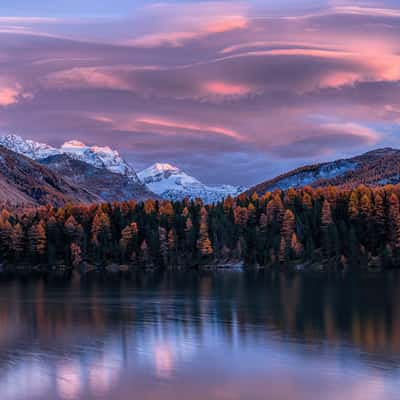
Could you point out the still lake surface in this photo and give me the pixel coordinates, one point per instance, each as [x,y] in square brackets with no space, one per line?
[201,336]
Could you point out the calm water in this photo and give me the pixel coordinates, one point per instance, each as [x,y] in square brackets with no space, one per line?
[201,336]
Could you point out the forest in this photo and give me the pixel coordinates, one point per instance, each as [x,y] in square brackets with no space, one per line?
[333,227]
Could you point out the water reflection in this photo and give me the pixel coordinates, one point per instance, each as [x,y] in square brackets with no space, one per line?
[201,336]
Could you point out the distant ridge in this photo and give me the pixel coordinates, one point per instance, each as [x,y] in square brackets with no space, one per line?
[374,168]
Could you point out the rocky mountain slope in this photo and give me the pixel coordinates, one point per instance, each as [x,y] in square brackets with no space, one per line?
[107,185]
[24,181]
[98,157]
[378,167]
[171,183]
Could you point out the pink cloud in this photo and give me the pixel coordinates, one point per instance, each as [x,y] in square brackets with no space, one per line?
[178,38]
[87,77]
[171,126]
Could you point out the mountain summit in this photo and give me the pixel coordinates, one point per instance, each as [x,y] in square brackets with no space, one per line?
[172,183]
[99,157]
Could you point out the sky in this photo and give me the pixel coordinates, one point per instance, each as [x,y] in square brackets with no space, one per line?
[230,91]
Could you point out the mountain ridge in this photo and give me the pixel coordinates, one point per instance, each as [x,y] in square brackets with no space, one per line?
[172,183]
[375,168]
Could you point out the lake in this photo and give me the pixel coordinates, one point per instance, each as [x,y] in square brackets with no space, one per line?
[200,336]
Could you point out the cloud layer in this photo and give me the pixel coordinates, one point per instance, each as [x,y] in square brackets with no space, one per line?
[233,92]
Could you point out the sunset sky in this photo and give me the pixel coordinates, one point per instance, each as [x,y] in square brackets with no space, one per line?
[231,92]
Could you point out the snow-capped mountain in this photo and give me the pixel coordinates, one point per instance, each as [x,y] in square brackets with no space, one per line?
[171,183]
[29,148]
[99,157]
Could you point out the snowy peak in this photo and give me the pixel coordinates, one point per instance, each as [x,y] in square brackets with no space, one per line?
[171,183]
[168,174]
[29,148]
[99,157]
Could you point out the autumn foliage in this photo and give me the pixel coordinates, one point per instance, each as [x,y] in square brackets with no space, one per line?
[341,228]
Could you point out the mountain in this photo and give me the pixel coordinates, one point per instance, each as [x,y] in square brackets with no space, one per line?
[107,185]
[99,157]
[24,181]
[375,168]
[171,183]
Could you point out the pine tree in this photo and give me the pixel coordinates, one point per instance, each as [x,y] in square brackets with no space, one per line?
[17,242]
[128,241]
[76,255]
[204,245]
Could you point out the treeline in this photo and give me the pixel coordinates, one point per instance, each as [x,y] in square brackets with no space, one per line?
[340,228]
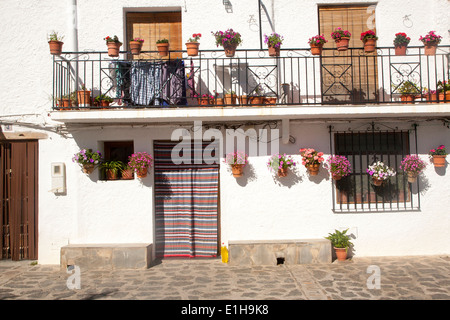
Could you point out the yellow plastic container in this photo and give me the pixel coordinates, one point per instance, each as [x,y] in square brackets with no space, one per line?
[224,253]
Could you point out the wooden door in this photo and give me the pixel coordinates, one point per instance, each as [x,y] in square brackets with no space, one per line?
[153,26]
[19,195]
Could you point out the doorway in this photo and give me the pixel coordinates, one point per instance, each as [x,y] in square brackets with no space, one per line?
[19,200]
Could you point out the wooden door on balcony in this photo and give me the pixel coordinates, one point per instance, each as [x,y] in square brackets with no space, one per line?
[348,76]
[153,26]
[18,206]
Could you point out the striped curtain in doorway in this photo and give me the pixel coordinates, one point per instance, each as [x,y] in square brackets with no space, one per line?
[186,202]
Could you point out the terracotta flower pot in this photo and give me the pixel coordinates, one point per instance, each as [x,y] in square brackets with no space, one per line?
[230,49]
[84,98]
[316,49]
[282,172]
[342,43]
[369,45]
[135,47]
[439,161]
[341,253]
[430,49]
[55,47]
[113,48]
[274,52]
[314,169]
[142,173]
[88,168]
[163,49]
[192,48]
[237,170]
[400,50]
[408,98]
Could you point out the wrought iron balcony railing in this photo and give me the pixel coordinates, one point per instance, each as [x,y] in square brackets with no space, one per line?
[294,78]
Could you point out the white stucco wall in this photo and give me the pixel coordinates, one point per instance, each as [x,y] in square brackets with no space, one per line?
[95,211]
━━━━━━━━
YOUR INSTRUCTIONS: All of the material above must be retyped exactly, line for line, with the images dropped.

SOLUTION:
Could you point out the still lake surface in this photo and give me the pixel coordinates, one point per instance, each as [x,y] in square brackets with no space, one per line?
[201,336]
Could you point out the calm water in this photo and give me the pixel coordinates, one point per instance, each as [x,y] in square brackets with no space, one per line?
[201,336]
Could you point out the forest in this photo and give me the pixel coordinates, one point per instance, each as [x,y] in square brackets with no space, one per line?
[333,227]
Could you point out the water reflection in this photo and give me the pixel coordinates, one point per instance, each as [x,y] in square brackets with no space, one per line?
[201,336]
Could you point out the distant ridge in this photo and give me the pixel coordinates, one point per instance, each as [x,y] in square brackets with no space, one per line?
[374,168]
Could you point out the rocky mountain slope in this photo and give me the pixel coordinates, one point per instance, each as [x,y] in square brackets with no space, one per line?
[107,185]
[24,181]
[98,157]
[378,167]
[171,183]
Could you point out the pink cloud in this photo and give me the pixel coordinates, one point per instance, each as [x,y] in square brackets with no space, one per line?
[178,38]
[87,77]
[171,126]
Could you point out the mountain summit in this photo and give me the pixel coordinates, one point per instance, each as [x,y] in square brackets with no space, one per line?
[172,183]
[99,157]
Could you point out the sky in this photo and give me the pixel coordinates, one point per instance, each as [x,y] in square brackets with no space, one per line?
[230,91]
Could you point out the mountain ridge in this photo and give me the pixel coordinates, one point per instance, each as [x,y] in square brackets with no space, one per line?
[172,183]
[375,168]
Could you point out the lake in this photo and give me the pixel coordinates, one point per instance, each as [x,y] in square brackets with no space, one per line?
[200,336]
Could you point out the cloud layer in this photo and give me the pixel coordinates, one point per instance, each as [x,y] in square brackets with no space, one per line?
[233,92]
Could you point out the sunset sky in this photo and give me the pixel coordinates, one point per instance, each as [x,y] in square brackets with no space, one per line?
[231,92]
Could you point out the snow-capped mountain in this photo and give me the pixel coordinates, one point per instance, each as [x,y] in square brackets with no space, one per line?
[171,183]
[29,148]
[99,157]
Could you point out the snowy peak in this photo and give me the pixel coordinates, one point per instance, each as [x,y] in square brackets with no space, one per line?
[171,183]
[168,174]
[29,148]
[99,157]
Could you point out the autumn foliage in this photo and give me the pixel coordinates, one point per instance, each as [x,y] in square brackets with no space, one per line?
[341,228]
Could you point out the mountain in this photo and give me the pixel coordinates, one point per instance, each as [x,y] in square brackets with no space, one per line?
[107,185]
[99,157]
[24,181]
[375,168]
[171,183]
Could you point out the pine tree in this photo and give me the pixel coordinates, one point per instance, each as [x,y] in square brackets with no space, one per line?
[17,242]
[128,241]
[76,255]
[204,245]
Could you point out the treeline in this photo and give me the pixel coordinates, one point per instance, each as [x,y] in square brackets with no space, one per line?
[340,228]
Could you point out the yellow plastic container in this photo and give me the pixel coordinates, one point per instance, each as [x,y] in square brackets with no space, one per line?
[224,253]
Could you point out the wooden door in this photo and give me the pixel coordinates, one point per instance, each as [x,y] in square brackets with no space, one per line?
[153,26]
[19,195]
Could you point out the doorway in this photo and give me the pixel coordinates, one point per instance, each as [x,y] in square brackets with no space, one per line?
[19,200]
Could you point out the wooden door on balcony in this photo and give me the pixel coordinates, one point per instance, each as [x,y] in square brackets with no space, one per line?
[348,76]
[153,26]
[18,206]
Could you point out the striped curtain in doorway in this photo and give me the pixel coordinates, one point per instance, each as [x,y] in square brackets with no space, one per line?
[186,202]
Could you point out the terracotta flower pot in this photo and give me the pixel coordinates, one point per instance, each as [x,y] in square brackets with no space, one per line?
[230,49]
[84,98]
[316,49]
[282,172]
[342,43]
[369,45]
[135,47]
[439,161]
[341,253]
[430,49]
[55,47]
[113,48]
[274,52]
[314,169]
[142,173]
[88,168]
[163,49]
[192,48]
[237,170]
[400,50]
[408,98]
Could you point out the wrought iron balcony railing in this photo and give me the pixel coordinates, one point per instance, each as [x,y] in square brackets with no space, one per line?
[294,78]
Could you point out the white stucco wall in this photo and give me the pixel coordinates, one point per instance, each as [x,y] in square brackets with no space, one per line?
[95,211]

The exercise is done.